### Exercise
Would you set down each line of the data below exactly?

### Records provided
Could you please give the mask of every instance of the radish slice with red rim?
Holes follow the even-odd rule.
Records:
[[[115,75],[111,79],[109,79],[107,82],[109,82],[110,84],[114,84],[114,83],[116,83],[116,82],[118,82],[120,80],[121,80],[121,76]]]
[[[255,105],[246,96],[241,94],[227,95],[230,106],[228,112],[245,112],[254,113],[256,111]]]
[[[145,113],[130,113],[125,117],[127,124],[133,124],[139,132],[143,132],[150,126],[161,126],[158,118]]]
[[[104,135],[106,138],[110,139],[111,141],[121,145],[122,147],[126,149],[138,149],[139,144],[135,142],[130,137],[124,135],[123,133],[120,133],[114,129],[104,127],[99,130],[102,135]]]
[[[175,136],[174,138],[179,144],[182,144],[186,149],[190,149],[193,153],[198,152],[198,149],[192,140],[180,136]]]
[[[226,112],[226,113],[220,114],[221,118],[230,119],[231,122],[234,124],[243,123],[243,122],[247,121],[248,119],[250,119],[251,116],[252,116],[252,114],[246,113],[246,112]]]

### Solution
Could you please give the mask of every instance of the radish slice with red rim?
Holes follow the even-odd rule.
Records:
[[[115,75],[111,79],[109,79],[107,82],[109,82],[110,84],[114,84],[114,83],[116,83],[116,82],[118,82],[120,80],[121,80],[121,76]]]
[[[255,105],[246,96],[241,94],[227,95],[230,106],[228,112],[245,112],[254,113],[256,111]]]
[[[145,113],[130,113],[125,117],[127,124],[133,124],[139,132],[143,132],[150,126],[161,126],[158,118]]]
[[[104,135],[106,138],[110,139],[111,141],[121,145],[122,147],[126,149],[138,149],[139,144],[135,142],[130,137],[124,135],[123,133],[120,133],[114,129],[104,127],[99,130],[102,135]]]
[[[175,136],[174,138],[179,144],[182,144],[186,149],[190,149],[193,153],[198,152],[198,149],[192,140],[180,136]]]
[[[226,112],[226,113],[220,114],[221,118],[230,119],[231,122],[234,124],[243,123],[243,122],[247,121],[248,119],[250,119],[251,116],[252,116],[252,114],[246,113],[246,112]]]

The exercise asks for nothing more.